WHAT IS BEING ASKED: Reproduce every one of the following records word for word, keeping each line in its original order.

DATA FOR THE TASK:
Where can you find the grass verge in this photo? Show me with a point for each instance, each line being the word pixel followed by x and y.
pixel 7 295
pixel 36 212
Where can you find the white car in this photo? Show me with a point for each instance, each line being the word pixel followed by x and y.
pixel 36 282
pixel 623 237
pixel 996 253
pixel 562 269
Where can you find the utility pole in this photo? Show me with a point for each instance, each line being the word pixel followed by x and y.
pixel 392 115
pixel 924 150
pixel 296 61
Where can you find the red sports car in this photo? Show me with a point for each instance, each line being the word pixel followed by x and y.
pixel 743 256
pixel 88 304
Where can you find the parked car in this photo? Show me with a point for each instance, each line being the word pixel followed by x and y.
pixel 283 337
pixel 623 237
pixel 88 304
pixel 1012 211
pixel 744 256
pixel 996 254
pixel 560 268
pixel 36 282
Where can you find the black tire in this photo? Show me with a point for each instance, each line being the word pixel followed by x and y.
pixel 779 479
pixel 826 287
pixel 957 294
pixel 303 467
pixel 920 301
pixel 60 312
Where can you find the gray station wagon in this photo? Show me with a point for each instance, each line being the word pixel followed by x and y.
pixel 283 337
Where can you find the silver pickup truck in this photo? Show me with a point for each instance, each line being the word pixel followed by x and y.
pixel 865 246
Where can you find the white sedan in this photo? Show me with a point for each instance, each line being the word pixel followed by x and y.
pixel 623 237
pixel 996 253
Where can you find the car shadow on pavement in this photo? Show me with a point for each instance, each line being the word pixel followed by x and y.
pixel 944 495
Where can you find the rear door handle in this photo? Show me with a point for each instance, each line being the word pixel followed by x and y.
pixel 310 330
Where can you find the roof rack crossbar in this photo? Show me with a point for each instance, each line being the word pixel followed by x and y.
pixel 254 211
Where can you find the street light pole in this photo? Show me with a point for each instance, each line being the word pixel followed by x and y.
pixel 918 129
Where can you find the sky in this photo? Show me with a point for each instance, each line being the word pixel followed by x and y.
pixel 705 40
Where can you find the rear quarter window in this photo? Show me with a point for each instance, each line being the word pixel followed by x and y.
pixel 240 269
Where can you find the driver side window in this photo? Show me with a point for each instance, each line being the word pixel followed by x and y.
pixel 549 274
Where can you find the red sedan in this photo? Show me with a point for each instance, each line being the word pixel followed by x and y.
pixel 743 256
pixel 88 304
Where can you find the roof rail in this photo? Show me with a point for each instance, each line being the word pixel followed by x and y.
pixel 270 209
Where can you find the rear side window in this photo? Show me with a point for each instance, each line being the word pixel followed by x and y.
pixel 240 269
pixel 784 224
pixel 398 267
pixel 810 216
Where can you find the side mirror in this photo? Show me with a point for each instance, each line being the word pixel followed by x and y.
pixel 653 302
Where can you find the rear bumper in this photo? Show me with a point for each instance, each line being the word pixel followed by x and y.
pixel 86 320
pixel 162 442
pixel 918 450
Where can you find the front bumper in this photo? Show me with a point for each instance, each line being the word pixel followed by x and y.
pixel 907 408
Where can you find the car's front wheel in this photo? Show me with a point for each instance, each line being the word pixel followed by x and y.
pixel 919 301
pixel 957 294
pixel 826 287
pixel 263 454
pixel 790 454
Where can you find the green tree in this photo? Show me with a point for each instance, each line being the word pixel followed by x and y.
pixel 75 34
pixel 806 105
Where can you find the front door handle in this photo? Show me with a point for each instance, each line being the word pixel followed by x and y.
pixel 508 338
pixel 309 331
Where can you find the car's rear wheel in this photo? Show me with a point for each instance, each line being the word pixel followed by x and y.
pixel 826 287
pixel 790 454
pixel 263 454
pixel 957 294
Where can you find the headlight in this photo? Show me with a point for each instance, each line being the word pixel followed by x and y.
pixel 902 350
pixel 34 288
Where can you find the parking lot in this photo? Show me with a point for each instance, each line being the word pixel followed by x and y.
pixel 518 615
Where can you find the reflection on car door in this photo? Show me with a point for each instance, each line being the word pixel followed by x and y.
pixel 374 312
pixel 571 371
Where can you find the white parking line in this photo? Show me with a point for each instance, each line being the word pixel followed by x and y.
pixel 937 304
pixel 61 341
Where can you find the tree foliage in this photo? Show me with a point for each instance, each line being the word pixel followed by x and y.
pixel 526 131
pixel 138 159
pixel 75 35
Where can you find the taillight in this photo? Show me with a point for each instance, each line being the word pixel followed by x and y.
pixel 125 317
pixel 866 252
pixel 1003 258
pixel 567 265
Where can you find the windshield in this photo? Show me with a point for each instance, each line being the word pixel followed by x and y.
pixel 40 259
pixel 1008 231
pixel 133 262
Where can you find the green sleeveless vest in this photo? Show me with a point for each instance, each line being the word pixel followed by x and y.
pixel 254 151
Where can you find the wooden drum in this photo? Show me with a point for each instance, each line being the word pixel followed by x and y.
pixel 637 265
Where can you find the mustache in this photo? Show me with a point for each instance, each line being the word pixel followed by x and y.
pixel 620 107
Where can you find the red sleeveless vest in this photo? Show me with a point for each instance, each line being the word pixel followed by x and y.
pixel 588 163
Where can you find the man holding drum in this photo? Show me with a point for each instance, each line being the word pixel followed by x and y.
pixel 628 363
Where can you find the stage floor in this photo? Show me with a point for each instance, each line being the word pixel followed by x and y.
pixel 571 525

RESULT OF THE EXERCISE:
Where can you find the grass verge in this photo? Show me with a point for each instance, each line being the word pixel followed by x and y.
pixel 7 295
pixel 36 212
Where can you find the white car in this photo? Show me with a point for each instance, each line being the word pixel followed by x and y.
pixel 36 282
pixel 623 237
pixel 996 253
pixel 562 269
Where can you find the utility pole in this photo? Show me with a point for each instance, each line being the word pixel followed by x and y.
pixel 392 115
pixel 924 150
pixel 296 61
Where can you find the red sports car in this photo? Show me with a point for each instance, each line being the word pixel followed by x and y.
pixel 743 256
pixel 88 304
Where can you find the parked car in this photo? Show me with a point for each instance, each line being the word pixel followed by x and y.
pixel 283 337
pixel 623 237
pixel 88 304
pixel 1012 211
pixel 744 256
pixel 996 254
pixel 560 268
pixel 36 282
Where can you find the black tire in this photo? Show me with a point for each instance, each line being the word pixel followed by x and y.
pixel 779 479
pixel 826 287
pixel 957 294
pixel 303 467
pixel 920 301
pixel 60 312
Where can you find the gray station wagon in this photo? Show me with a point for each instance, each line being the word pixel followed by x and y.
pixel 283 337
Where can you find the silver pickup truck in this photo? Show me with a point for each instance, each line being the word pixel followed by x and y.
pixel 865 246
Where can you find the white sedan in this photo? Show me with a point for each instance, each line being the word pixel followed by x and y.
pixel 623 237
pixel 996 253
Where can you find the car shadow on pavement in this photo? Show me with a point for each instance, each line being the word pixel followed by x and y.
pixel 944 495
Where can you find the rear door handle in this photo? Show me with a point for each instance, each line being the word pixel followed by x and y.
pixel 310 330
Where can you find the roof rack crossbar in this photo? Show me with a point for each instance, each line being the word pixel followed by x and y.
pixel 254 211
Where can you find the street light pole in this photo? Show me with a point for each instance, each line being the word pixel followed by x and y.
pixel 918 129
Where can you find the sky in this photo? Show me with a point for each instance, each line being the word pixel followed by x and y.
pixel 705 40
Where can you find the rear quarter window in this photo? Show me with a point for each instance, each line being the word pixel followed by x and y.
pixel 240 269
Where can you find the driver side window in this photo? Show me with a point for each instance, each line being the word pixel followed by x and y.
pixel 549 274
Where can you find the red sedan in this photo? Show me with a point for each instance, each line being the word pixel followed by x and y.
pixel 743 256
pixel 88 304
Where can you find the roof rail in this photo? Show me with a point for each instance, each line being the word pixel followed by x and y.
pixel 270 209
Where can you find the rear side window in this photo? Show me with a point for each instance, each line being the word pixel followed by x and y.
pixel 240 269
pixel 784 224
pixel 398 267
pixel 810 216
Where can you find the side mirror in this photo? Show me with a point for each instance, each line being the word pixel followed by x and y.
pixel 653 302
Where can you find the rear bumper in this photo? Show me with a point for each instance, each line being the word pixel followed by x and y.
pixel 86 320
pixel 162 442
pixel 918 450
Where can you find the front bumper in this photo? Show me with a point for each instance, each line being the word pixel followed by x and y.
pixel 907 408
Where can you find the car's front wheel in this photo? Show me with a point for each instance, each line being the word pixel followed by x and y.
pixel 919 301
pixel 957 294
pixel 826 287
pixel 263 454
pixel 790 454
Where can you find the green tree in this photo? Show me with a point for each instance, each line being the word pixel followed by x and y.
pixel 75 34
pixel 806 105
Where can you find the front door handle in this photo? Show me with a point for each instance, each line being the word pixel followed by x and y.
pixel 508 338
pixel 309 331
Where can you find the car's rear wheel in this photo? Show me with a point for each instance, each line being the word pixel followed by x and y.
pixel 826 287
pixel 790 454
pixel 263 454
pixel 957 294
Where can you find the headlight in this photo? Show me with a point for each instance, each line being the word pixel followed by x and y.
pixel 902 350
pixel 34 288
Where can you find the parking lot in this photo? Show me with a point for each instance, each line being the word pixel followed by x and y.
pixel 518 615
Where can you find the reflection on car door in this photo? Show me with a point for each instance, each line being the word pixel followed by x and y.
pixel 374 312
pixel 571 371
Where can you find the white parking line in this photo? Show me with a point for each instance, each line being the word pixel followed by x and y.
pixel 937 304
pixel 61 341
Where can you find the tree foliage in this photo? Show me with a point for each instance, each line being the word pixel followed by x and y.
pixel 526 131
pixel 138 159
pixel 75 35
Where can you find the taillight in this photo? Show me with a point for each instance, each line being the word pixel followed by x and y.
pixel 125 317
pixel 866 252
pixel 1003 258
pixel 567 265
Where can you find the windshield in this photo? Show me with a point for each instance, each line being the word pixel followed by x and y.
pixel 40 259
pixel 1008 231
pixel 133 262
Where can you find the green sleeveless vest in this photo? Show me with a point for each instance, each line being the word pixel followed by x and y.
pixel 254 151
Where can you find the wooden drum in this photo? Show me with a point for each instance, each line being the word pixel followed by x and y.
pixel 637 265
Where can you find the mustache in this photo? Show me with a point for each instance, each line being the word pixel followed by x and y.
pixel 620 107
Where can you find the red sleeveless vest in this photo? Show me with a point for each instance, each line being the word pixel followed by x and y.
pixel 588 163
Where can you find the man holding drum in this photo? Show me with a point for each instance, each line being the word pixel followed by x and y.
pixel 628 363
Where can you find the stage floor in this photo? Show me with a point for each instance, each line being the word pixel followed by x and y.
pixel 571 525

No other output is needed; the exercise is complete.